▶ [Instruções do exercício] Transcreva, sem alterar uma palavra, o trecho da notícia sobre o adiamento recusado à advogada, desde "Advogada estava na" até "numa determinada escola.".

▶ [Excerto da página]
+===+
Ordem dos Advogados acusa juiz de discriminação contra direitos parentais, "falta de empatia e compaixão humana"

Advogada estava na maternidade, após dar à luz, quando foi convocada para diligência. Pediu adiamento; foi indeferido pelo juiz. Ordem fez queixa ao Conselho Superior de Magistratura, mas este recusou abrir processo, considerando a decisão correta. Um pronunciamento que o bastonário diz "ilegal e discriminatório".

A advogada Andreia Bento foi mãe a 19 de julho. A 20 de julho, ainda na maternidade, recebeu uma notificação - respeitante a um processo de regulação do poder paternal que corre no Juízo de Família e Menores do Tribunal de Aveiro, e no qual representa uma das partes - da realização, dali a oito dias, de uma audiência para decidir sobre a discordância da outra parte (o pai) sobre a matrícula dos filhos do casal numa determinada escola.

Explica ao DN que no próprio dia em que recebeu a notificação fez um requerimento ao tribunal a requerer, com base no Decreto-lei n.º 131/2009 (de 1 de junho) que "consagra o direito dos advogados ao adiamento de atos processuais em que devam intervir em caso de maternidade, paternidade e luto", o adiamento, por 42 dias, da audiência. Mas este, em despacho do dia seguinte, assinado pelo juiz de turno, Nuno Sousa Catarino, foi rejeitado: "Atenta a natureza do impedimento e a natureza da questão a decidir deverá a Sr.ª advogada requerente, caso entenda como imprescindível a presença de advogado a acompanhar a sua cliente na diligência agendada (sendo que tal não é obrigatório) substabelecer num seu colega."
+===+
Registos de um conjunto de rotulagem de pontos

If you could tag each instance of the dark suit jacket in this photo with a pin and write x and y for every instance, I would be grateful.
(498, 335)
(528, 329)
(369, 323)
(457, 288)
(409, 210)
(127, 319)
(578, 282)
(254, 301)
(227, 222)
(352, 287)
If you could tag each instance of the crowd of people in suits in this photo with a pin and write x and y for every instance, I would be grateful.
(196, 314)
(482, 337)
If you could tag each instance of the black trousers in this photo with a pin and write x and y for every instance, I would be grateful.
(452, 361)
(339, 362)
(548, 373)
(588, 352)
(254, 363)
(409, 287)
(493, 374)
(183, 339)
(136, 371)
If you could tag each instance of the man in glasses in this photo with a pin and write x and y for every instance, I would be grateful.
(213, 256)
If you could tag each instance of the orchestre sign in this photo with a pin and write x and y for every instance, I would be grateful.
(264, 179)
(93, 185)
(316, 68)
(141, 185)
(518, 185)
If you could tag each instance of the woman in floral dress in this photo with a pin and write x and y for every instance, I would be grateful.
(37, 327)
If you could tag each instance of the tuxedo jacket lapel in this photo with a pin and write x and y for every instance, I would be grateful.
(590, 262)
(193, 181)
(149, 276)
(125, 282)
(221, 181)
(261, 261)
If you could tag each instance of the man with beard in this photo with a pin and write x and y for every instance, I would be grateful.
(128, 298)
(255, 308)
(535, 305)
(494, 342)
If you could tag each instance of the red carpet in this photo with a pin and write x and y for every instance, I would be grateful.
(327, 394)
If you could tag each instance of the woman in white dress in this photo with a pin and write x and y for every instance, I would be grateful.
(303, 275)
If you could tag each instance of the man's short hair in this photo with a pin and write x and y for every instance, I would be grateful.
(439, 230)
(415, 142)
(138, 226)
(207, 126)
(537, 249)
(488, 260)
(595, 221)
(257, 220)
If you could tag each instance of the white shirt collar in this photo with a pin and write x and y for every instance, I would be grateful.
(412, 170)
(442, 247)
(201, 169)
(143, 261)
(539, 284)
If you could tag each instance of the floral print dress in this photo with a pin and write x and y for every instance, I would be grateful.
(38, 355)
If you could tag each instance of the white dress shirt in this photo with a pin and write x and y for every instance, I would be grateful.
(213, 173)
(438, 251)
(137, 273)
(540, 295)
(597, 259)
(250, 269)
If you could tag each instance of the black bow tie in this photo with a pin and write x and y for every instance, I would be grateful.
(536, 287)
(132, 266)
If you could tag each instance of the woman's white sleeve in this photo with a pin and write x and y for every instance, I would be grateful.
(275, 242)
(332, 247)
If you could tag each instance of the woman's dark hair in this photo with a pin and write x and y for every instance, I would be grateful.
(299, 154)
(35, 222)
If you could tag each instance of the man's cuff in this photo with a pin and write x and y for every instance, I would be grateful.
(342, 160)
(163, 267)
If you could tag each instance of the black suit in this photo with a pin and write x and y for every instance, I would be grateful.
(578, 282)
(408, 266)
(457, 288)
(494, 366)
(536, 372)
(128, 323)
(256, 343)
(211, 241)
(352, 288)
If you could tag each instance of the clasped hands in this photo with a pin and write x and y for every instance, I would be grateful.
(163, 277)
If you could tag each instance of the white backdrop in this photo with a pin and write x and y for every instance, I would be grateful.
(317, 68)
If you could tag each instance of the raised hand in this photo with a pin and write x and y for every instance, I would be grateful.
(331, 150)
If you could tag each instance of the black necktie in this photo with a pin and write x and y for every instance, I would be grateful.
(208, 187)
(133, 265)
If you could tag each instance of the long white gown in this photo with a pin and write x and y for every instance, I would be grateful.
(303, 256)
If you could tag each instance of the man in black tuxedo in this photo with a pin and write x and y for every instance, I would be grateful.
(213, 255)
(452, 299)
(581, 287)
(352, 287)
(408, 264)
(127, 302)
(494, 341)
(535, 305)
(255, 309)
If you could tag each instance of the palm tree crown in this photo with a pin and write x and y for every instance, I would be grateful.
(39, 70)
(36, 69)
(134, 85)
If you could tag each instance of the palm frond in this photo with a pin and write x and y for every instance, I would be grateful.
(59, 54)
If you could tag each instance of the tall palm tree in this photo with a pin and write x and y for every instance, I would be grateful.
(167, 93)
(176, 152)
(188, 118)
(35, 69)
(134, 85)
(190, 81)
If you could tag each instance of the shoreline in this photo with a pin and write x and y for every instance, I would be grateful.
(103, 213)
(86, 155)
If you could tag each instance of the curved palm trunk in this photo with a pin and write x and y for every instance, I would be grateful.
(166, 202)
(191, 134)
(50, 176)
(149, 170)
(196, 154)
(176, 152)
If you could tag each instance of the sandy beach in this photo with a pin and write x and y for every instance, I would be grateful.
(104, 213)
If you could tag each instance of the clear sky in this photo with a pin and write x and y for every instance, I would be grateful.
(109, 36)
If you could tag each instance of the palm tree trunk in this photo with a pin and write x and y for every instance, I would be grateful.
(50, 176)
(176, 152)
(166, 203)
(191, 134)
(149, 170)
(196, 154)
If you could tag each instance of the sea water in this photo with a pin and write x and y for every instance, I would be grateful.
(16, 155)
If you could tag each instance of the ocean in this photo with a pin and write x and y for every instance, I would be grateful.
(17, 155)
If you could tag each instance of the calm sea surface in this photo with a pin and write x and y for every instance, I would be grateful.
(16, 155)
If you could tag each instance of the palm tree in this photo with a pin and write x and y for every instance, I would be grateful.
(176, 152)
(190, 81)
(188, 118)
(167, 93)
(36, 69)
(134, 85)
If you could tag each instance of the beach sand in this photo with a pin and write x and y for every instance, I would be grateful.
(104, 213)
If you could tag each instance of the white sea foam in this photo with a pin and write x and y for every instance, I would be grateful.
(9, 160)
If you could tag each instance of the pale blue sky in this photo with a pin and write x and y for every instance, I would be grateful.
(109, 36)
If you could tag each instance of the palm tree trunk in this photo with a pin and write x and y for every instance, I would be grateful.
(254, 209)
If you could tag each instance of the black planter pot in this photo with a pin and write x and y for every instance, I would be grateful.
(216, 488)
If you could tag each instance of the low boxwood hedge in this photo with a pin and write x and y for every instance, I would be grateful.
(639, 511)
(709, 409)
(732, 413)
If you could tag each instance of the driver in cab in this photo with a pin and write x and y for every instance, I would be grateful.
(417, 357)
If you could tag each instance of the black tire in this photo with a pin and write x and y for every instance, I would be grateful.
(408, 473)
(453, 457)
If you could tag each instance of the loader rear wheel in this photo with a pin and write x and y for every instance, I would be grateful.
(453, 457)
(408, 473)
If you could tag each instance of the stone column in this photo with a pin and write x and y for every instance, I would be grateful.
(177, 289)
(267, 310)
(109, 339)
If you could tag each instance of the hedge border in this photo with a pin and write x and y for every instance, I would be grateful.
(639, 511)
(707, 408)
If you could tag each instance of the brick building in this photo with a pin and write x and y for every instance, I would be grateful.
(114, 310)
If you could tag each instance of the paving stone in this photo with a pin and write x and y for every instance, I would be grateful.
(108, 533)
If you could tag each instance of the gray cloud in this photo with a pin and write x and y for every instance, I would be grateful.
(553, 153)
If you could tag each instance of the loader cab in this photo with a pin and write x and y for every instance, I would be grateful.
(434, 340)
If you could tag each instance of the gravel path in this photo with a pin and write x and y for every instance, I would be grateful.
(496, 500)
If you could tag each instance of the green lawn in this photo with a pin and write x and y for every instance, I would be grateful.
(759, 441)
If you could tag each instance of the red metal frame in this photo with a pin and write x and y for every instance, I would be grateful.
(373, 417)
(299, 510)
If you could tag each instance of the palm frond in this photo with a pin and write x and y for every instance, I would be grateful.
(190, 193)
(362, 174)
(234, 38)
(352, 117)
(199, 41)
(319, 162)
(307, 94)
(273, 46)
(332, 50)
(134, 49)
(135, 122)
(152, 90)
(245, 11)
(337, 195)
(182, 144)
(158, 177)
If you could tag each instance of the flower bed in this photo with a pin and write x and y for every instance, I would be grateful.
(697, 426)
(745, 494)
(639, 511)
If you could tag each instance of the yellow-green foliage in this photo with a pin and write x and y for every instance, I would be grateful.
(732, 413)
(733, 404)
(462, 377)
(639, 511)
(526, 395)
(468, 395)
+===+
▶ [Resposta do exercício]
Advogada estava na maternidade, após dar à luz, quando foi convocada para diligência. Pediu adiamento; foi indeferido pelo juiz. Ordem fez queixa ao Conselho Superior de Magistratura, mas este recusou abrir processo, considerando a decisão correta. Um pronunciamento que o bastonário diz "ilegal e discriminatório".

A advogada Andreia Bento foi mãe a 19 de julho. A 20 de julho, ainda na maternidade, recebeu uma notificação - respeitante a um processo de regulação do poder paternal que corre no Juízo de Família e Menores do Tribunal de Aveiro, e no qual representa uma das partes - da realização, dali a oito dias, de uma audiência para decidir sobre a discordância da outra parte (o pai) sobre a matrícula dos filhos do casal numa determinada escola.